[Data items]
········

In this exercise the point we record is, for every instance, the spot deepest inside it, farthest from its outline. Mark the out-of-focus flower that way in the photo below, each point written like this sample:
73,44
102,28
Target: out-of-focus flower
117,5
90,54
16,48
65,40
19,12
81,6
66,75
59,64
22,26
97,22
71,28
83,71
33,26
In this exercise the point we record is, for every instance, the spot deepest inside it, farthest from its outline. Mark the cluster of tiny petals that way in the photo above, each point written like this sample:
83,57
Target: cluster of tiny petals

········

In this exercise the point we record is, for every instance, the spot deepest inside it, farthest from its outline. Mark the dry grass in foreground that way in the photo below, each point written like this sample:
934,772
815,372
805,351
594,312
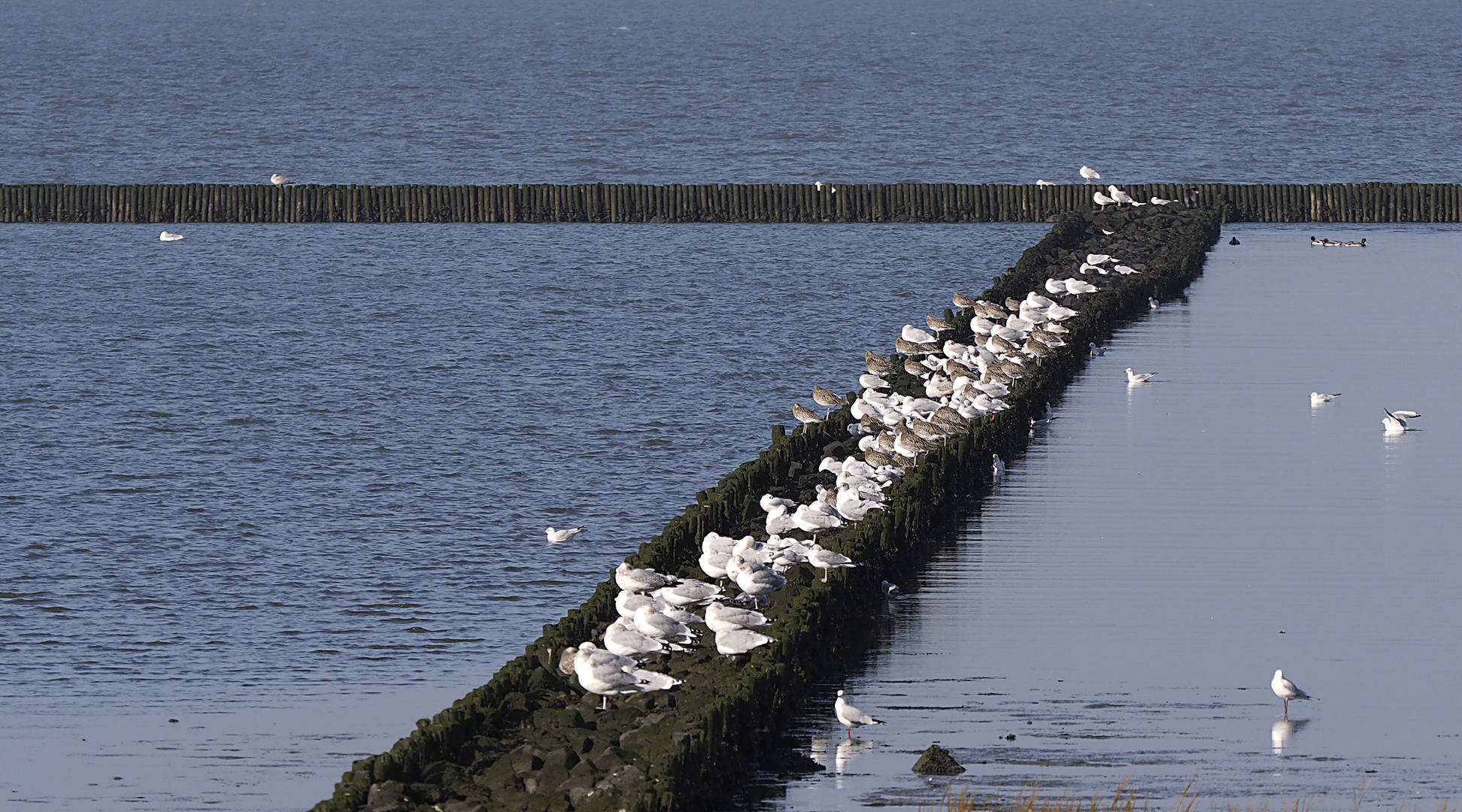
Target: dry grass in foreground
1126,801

········

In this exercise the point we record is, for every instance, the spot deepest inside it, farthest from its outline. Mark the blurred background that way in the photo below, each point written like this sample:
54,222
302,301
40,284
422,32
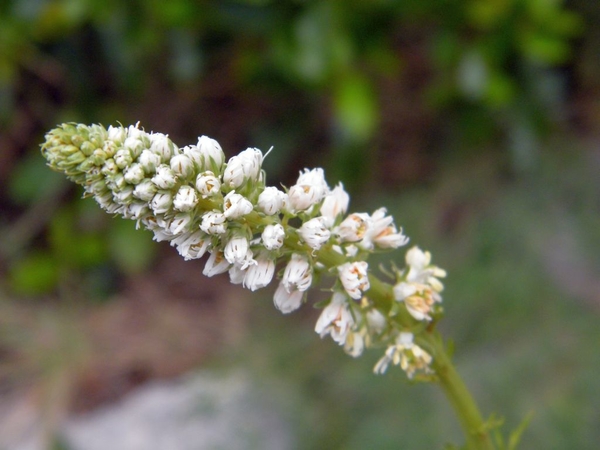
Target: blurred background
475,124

········

Copy out, unchanged, the part of the listing that begins with the line containing "Mark the cluster" and ends with the line containing "Target: cluster of tiny petals", including both of those lines.

■ Expected answer ■
In this exercise the point we record is, for every instance, the spot deepest inside it, farthest from its outline. Mark the cluster of tiny petals that way in the photo above, each point written like this sample:
83,57
Target: cluster of tiny petals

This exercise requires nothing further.